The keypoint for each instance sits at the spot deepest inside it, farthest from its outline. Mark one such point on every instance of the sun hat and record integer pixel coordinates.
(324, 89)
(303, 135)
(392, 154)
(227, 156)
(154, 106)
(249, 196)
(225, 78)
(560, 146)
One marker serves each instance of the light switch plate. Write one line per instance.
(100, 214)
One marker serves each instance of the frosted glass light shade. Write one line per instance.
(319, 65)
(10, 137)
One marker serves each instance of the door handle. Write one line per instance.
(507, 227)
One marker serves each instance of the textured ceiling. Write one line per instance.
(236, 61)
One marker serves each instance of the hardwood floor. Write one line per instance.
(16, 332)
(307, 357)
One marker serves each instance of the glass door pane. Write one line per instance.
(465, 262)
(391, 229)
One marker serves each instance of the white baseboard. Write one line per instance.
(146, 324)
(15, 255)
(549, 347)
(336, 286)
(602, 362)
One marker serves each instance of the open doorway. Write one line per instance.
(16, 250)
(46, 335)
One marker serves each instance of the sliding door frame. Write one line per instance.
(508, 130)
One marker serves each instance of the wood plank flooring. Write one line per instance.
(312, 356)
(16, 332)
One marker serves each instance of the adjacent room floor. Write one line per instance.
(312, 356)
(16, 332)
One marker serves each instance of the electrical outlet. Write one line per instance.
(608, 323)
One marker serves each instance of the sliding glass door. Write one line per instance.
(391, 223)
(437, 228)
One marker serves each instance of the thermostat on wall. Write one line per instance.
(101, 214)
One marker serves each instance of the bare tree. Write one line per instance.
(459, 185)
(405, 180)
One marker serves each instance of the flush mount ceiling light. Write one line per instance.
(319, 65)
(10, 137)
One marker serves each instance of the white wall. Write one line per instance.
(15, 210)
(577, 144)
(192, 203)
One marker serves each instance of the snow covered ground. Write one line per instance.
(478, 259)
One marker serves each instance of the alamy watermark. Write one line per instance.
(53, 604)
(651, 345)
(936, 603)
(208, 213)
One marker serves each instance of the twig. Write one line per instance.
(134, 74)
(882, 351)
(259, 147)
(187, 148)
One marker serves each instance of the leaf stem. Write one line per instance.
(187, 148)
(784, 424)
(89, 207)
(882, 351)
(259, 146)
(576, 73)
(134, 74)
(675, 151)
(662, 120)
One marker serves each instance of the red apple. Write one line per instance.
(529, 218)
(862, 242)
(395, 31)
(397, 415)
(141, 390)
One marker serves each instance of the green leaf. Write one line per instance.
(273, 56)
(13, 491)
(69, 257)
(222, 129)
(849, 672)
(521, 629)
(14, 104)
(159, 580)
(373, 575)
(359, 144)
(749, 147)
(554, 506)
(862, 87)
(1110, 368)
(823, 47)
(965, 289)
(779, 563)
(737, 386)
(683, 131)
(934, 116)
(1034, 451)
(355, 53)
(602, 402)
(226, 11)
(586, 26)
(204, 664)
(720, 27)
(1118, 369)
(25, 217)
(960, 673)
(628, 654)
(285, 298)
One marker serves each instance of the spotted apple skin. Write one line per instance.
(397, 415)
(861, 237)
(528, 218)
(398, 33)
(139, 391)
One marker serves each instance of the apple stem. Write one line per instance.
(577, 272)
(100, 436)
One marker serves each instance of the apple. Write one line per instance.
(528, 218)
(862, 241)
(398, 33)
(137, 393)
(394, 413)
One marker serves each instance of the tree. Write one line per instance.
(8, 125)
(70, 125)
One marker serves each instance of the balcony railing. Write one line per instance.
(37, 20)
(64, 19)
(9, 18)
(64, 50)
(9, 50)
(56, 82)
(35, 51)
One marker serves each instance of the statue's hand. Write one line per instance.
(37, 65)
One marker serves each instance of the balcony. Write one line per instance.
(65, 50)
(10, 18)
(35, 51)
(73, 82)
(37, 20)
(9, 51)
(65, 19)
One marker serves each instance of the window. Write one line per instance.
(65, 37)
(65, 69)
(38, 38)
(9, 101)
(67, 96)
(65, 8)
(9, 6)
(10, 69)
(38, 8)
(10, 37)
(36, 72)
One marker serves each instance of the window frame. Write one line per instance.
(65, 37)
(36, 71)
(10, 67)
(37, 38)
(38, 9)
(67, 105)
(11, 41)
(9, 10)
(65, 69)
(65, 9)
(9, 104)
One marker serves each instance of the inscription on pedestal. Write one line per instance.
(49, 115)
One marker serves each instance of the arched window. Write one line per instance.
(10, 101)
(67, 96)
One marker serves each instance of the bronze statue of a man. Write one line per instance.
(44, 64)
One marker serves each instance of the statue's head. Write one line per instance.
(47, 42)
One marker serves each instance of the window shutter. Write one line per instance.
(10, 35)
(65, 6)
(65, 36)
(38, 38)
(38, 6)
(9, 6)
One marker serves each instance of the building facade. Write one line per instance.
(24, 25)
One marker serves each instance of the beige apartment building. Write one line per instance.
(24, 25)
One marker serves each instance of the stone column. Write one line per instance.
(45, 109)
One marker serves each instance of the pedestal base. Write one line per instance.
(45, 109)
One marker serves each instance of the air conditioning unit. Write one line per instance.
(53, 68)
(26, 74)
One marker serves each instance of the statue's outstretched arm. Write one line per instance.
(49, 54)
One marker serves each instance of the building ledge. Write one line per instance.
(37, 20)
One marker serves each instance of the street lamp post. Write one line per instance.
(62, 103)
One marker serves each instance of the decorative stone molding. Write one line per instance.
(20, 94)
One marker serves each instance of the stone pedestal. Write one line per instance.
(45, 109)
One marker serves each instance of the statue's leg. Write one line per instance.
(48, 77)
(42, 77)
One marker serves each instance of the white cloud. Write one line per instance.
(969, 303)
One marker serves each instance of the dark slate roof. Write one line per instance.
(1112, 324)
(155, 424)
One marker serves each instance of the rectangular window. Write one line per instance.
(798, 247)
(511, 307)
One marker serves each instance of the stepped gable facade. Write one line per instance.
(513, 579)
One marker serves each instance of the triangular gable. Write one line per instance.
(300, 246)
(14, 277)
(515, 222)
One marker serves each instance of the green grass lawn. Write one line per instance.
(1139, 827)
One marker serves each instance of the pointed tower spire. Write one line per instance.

= = = = =

* WHAT YOU WILL DO:
Extract each line from the listing above, please, and repeat it exactly.

* RESULT FOR THIS TASK:
The keypoint for each instance sits at the spot deepest inside it, farthest from its outline. Mark one such point on every instance of the sun hat and record integer pixel coordinates.
(324, 89)
(303, 135)
(392, 154)
(227, 156)
(154, 106)
(249, 196)
(225, 78)
(560, 146)
One marker serves each instance of the light switch plate. Write one line per instance.
(100, 214)
One marker serves each instance of the frosted glass light shade. Write one line per instance.
(319, 65)
(10, 137)
One marker serves each instance of the door handle. Write one line per instance.
(507, 227)
One marker serves each instance of the textured ceiling. Write one line per instance.
(236, 61)
One marker serves each instance of the hardwood floor. Write one line per instance.
(16, 332)
(307, 357)
One marker serves each instance of the glass door pane. Write one line per instance.
(465, 262)
(391, 229)
One marker serves each instance of the white baseboard. Write one line per instance.
(146, 324)
(15, 255)
(549, 347)
(336, 286)
(602, 362)
One marker serves each instance of the open doorway. Write one line per instance.
(16, 250)
(46, 335)
One marker serves each instance of the sliding door frame. Write one line per instance.
(508, 130)
One marker serves each instance of the wood plank flooring. Write one line per instance.
(312, 356)
(16, 332)
One marker serves each instance of the adjacent room floor. Write one line per instance.
(312, 356)
(16, 332)
One marker serves each instance of the electrical outlet. Write one line per instance.
(608, 323)
One marker serves each instance of the sliding glass door. Write one line per instance.
(391, 223)
(437, 228)
One marker serves each instance of the thermostat on wall. Write one line per instance.
(101, 214)
One marker serves each instance of the bare tree. Write one line per instance.
(459, 185)
(405, 180)
One marker serves each instance of the flush mount ceiling light. Write one line per instance.
(319, 65)
(10, 137)
One marker serves each instance of the white wall. Write one line per instance.
(15, 210)
(577, 144)
(192, 203)
One marker serves each instance of the snow covered ground. Write one line per instance.
(478, 259)
One marker serves each instance of the alamy watermark. Write one line per instance.
(53, 604)
(651, 345)
(936, 603)
(208, 213)
One marker serves each instance of the twig. Write one line per instance.
(134, 74)
(882, 351)
(259, 147)
(187, 148)
One marker serves each instance of the leaf stem. Write one line per instance.
(187, 148)
(784, 424)
(89, 207)
(882, 351)
(259, 146)
(576, 73)
(134, 74)
(675, 151)
(662, 120)
One marker serves each instance of the red apple. Write one line per instance.
(529, 218)
(862, 242)
(395, 31)
(397, 415)
(141, 390)
One marker serves each instance of the green leaf. Write one line per instance.
(273, 56)
(13, 491)
(69, 257)
(222, 129)
(849, 672)
(521, 629)
(14, 104)
(159, 580)
(373, 575)
(359, 144)
(749, 147)
(554, 506)
(862, 87)
(1110, 368)
(823, 47)
(965, 289)
(779, 563)
(737, 386)
(683, 131)
(934, 116)
(1034, 451)
(355, 53)
(602, 402)
(226, 11)
(586, 26)
(204, 664)
(720, 27)
(1118, 369)
(25, 217)
(960, 673)
(628, 654)
(285, 298)
One marker serves each instance of the spotted apple skin. Write one line per instance.
(397, 415)
(861, 237)
(528, 218)
(398, 33)
(139, 391)
One marker serves each instance of the apple stem. Write one line per instance.
(577, 272)
(100, 436)
One marker serves each instance of the apple. Write one line per instance.
(528, 218)
(862, 241)
(398, 33)
(137, 393)
(394, 413)
One marker serves each instance of the tree. Write one line per instance.
(8, 125)
(70, 125)
One marker serves each instance of the balcony railing. Write one line per instance.
(37, 20)
(64, 19)
(9, 18)
(64, 50)
(9, 50)
(56, 82)
(35, 51)
One marker serves each instance of the statue's hand. Write one line per instance.
(37, 65)
One marker serves each instance of the balcony. Write one line per instance.
(65, 50)
(10, 18)
(35, 51)
(73, 82)
(37, 20)
(9, 51)
(65, 19)
One marker serves each instance of the window. Write one line per instance.
(65, 37)
(65, 69)
(38, 38)
(9, 101)
(67, 96)
(65, 8)
(9, 6)
(10, 69)
(38, 8)
(10, 37)
(36, 72)
One marker serves each instance of the window frame. Write one line per instance.
(65, 37)
(36, 71)
(10, 67)
(37, 38)
(38, 9)
(67, 105)
(11, 41)
(9, 10)
(65, 69)
(65, 9)
(9, 104)
One marker serves each instance of the inscription on pedestal. Write one line per instance.
(49, 115)
One marker serves each instance of the arched window. Write one line per instance.
(10, 101)
(67, 96)
One marker serves each instance of the bronze statue of a man. Write one line per instance.
(44, 64)
One marker serves each instance of the statue's head. Write one line per instance.
(47, 42)
One marker serves each instance of the window shutter. Write one line per instance.
(10, 35)
(65, 6)
(65, 36)
(38, 38)
(38, 6)
(9, 6)
One marker serves each instance of the building facade. Write one line per instance.
(24, 25)
One marker serves each instance of the beige apartment building. Write one line per instance.
(24, 25)
One marker serves each instance of the stone column. Write one line per instance.
(45, 109)
One marker serves each instance of the pedestal base. Write one line per instance.
(45, 109)
One marker serves each instance of the air conditioning unit. Write one line per instance.
(53, 68)
(26, 74)
One marker serves each instance of the statue's outstretched arm. Write one line per instance.
(49, 54)
One marker serves each instance of the building ledge. Write one line per instance.
(37, 20)
One marker serves each instance of the street lamp post. Write one line per instance.
(62, 103)
One marker serves each instance of the decorative stone molding. Write one line per instance.
(20, 94)
One marker serves each instance of the stone pedestal. Write one line per instance.
(45, 109)
One marker serves each instance of the statue's leg. Write one line per instance.
(48, 77)
(42, 77)
One marker serves each instance of the white cloud. Write one line per instance.
(969, 303)
One marker serves each instance of the dark slate roof. Write one line per instance.
(1112, 324)
(155, 424)
One marker serves each instance of the rectangular window. Write one line per instance.
(798, 247)
(511, 307)
One marker serves each instance of the stepped gable facade. Write one line per instance.
(513, 579)
One marker serves each instance of the triangular gable. Write one line per instance.
(300, 246)
(14, 277)
(515, 222)
One marker serves each instance of the green grass lawn. Write one line per instance.
(1139, 827)
One marker serves each instance of the pointed tower spire. Write one line per instance.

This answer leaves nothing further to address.